EXERCISE DATA:
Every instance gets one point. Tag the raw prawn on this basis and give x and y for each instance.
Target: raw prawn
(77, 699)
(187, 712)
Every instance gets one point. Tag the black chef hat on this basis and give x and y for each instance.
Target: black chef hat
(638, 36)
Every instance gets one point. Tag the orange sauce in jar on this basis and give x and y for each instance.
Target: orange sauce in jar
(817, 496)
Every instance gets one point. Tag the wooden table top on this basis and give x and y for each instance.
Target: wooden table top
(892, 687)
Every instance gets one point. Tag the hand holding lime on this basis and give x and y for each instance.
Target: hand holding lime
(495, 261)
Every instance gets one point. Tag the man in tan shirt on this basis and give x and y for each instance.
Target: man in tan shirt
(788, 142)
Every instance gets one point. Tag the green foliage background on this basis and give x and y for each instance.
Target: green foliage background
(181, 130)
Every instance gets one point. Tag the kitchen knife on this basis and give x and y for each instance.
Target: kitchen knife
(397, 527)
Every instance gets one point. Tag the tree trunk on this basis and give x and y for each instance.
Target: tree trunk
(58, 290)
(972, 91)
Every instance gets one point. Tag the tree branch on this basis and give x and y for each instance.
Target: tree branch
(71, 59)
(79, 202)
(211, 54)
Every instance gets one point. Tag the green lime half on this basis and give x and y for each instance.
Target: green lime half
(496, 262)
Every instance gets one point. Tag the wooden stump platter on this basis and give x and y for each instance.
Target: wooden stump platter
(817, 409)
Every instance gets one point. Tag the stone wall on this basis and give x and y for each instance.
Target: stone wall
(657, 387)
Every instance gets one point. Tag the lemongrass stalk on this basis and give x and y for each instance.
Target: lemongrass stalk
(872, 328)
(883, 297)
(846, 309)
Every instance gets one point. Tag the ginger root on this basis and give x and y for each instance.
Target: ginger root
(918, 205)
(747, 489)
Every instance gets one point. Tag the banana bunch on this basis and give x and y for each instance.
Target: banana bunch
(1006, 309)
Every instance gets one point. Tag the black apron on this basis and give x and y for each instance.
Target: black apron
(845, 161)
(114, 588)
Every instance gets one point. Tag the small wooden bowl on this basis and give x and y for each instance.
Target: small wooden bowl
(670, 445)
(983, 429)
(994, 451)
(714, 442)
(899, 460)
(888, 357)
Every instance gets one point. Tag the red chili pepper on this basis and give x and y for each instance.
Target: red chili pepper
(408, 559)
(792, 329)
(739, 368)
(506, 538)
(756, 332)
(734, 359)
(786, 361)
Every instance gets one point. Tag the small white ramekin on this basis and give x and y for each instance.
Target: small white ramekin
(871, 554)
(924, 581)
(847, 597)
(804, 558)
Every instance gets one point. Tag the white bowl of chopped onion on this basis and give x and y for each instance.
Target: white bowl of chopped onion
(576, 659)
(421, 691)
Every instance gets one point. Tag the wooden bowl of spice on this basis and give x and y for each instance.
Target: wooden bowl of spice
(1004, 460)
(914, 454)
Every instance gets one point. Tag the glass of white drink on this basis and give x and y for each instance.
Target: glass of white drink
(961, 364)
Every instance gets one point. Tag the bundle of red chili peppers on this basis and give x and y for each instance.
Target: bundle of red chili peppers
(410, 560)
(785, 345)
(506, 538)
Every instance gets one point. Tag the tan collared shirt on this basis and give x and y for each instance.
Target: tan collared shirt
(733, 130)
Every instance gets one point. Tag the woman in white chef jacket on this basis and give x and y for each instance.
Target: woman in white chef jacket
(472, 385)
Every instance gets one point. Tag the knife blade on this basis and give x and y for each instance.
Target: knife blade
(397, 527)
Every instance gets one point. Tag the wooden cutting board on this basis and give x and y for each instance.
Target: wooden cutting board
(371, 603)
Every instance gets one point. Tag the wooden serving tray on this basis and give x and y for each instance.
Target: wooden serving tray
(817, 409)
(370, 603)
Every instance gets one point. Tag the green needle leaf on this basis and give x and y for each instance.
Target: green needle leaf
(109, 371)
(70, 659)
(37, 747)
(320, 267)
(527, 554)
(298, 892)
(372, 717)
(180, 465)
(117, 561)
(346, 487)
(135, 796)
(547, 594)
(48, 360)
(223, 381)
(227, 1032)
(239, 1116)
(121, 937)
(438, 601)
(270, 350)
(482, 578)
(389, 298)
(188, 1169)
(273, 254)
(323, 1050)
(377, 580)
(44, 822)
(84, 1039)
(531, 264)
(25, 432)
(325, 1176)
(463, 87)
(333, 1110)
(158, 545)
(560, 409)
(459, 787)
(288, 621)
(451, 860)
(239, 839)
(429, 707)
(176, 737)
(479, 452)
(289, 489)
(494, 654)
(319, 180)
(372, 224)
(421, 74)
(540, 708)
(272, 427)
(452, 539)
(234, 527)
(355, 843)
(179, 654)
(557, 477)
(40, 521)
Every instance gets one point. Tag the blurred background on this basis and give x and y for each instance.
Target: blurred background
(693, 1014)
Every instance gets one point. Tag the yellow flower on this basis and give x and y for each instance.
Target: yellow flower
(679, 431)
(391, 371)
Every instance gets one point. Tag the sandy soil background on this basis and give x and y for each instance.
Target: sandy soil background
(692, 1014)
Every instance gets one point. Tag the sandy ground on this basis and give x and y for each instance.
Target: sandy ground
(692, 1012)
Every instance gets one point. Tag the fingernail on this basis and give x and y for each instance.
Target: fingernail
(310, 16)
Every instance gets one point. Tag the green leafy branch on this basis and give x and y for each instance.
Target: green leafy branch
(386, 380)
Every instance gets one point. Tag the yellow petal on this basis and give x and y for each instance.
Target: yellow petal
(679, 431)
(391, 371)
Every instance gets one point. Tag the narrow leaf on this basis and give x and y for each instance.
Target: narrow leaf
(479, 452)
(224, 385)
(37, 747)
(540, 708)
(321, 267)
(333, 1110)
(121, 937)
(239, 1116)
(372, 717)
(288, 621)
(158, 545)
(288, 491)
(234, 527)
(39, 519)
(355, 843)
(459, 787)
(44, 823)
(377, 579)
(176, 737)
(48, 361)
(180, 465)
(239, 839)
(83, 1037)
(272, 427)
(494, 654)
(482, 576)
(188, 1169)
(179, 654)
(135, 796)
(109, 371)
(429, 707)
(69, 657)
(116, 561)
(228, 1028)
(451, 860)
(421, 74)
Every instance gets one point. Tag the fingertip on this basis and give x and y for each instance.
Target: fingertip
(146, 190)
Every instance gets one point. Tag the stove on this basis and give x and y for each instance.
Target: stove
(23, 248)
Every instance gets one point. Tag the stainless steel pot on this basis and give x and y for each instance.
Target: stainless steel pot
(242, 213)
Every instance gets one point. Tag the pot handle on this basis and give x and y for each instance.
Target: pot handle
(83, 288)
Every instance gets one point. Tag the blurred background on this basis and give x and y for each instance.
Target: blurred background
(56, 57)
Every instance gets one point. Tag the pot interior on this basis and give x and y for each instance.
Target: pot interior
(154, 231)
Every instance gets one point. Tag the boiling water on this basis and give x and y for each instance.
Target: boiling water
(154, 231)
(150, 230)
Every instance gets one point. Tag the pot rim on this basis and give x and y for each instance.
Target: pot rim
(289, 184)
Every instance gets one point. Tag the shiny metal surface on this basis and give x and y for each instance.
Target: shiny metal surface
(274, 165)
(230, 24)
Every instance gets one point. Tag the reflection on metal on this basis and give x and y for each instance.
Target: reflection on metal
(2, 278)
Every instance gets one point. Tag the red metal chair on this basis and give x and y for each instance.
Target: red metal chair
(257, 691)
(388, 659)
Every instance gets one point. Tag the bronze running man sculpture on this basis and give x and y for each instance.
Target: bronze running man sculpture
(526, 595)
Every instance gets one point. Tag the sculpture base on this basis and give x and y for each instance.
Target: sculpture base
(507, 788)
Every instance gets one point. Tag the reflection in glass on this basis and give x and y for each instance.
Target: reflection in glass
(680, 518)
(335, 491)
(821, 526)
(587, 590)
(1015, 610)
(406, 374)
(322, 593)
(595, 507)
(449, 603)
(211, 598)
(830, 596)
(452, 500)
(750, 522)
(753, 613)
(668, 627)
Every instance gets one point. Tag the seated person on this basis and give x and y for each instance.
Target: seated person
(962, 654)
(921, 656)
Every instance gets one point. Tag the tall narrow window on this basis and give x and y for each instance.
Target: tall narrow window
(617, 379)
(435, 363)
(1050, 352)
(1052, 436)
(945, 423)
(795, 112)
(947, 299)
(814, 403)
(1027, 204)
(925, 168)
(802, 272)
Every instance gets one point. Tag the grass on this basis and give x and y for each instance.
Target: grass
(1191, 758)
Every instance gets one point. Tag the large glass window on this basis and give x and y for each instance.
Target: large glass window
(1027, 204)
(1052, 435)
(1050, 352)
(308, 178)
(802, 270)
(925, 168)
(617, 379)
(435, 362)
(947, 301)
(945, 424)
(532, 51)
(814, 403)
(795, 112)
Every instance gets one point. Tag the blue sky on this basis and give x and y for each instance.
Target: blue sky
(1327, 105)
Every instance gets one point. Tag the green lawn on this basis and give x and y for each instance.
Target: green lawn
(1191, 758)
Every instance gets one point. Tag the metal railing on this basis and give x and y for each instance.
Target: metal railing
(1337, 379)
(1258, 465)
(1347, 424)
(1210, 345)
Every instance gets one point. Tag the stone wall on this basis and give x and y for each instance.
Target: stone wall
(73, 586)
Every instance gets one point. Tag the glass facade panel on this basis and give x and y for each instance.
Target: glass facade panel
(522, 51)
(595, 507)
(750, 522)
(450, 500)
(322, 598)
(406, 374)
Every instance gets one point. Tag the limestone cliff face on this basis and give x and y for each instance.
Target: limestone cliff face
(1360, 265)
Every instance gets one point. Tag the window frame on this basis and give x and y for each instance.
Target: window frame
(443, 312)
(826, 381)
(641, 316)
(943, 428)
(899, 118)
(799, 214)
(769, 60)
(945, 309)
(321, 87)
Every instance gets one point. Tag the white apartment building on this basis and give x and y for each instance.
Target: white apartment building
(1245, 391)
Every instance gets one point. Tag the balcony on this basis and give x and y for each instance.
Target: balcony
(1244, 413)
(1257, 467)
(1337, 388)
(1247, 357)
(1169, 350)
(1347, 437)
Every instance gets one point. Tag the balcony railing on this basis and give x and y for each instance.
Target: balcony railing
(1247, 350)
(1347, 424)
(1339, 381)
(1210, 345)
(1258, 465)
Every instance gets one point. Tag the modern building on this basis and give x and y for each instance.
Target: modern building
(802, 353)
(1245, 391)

YOUR INSTRUCTIONS:
Rewrite the entries beginning at the line that contains "Every instance gets one point. Tag the modern" and ending with the last entry, replacing "modern building" with "office tower" and leaving everything else unchanged.

OUTPUT FOR THIS TASK:
Every instance gets one point. Tag the office tower on this basis and give x and y for each instance.
Target: office tower
(802, 353)
(1245, 391)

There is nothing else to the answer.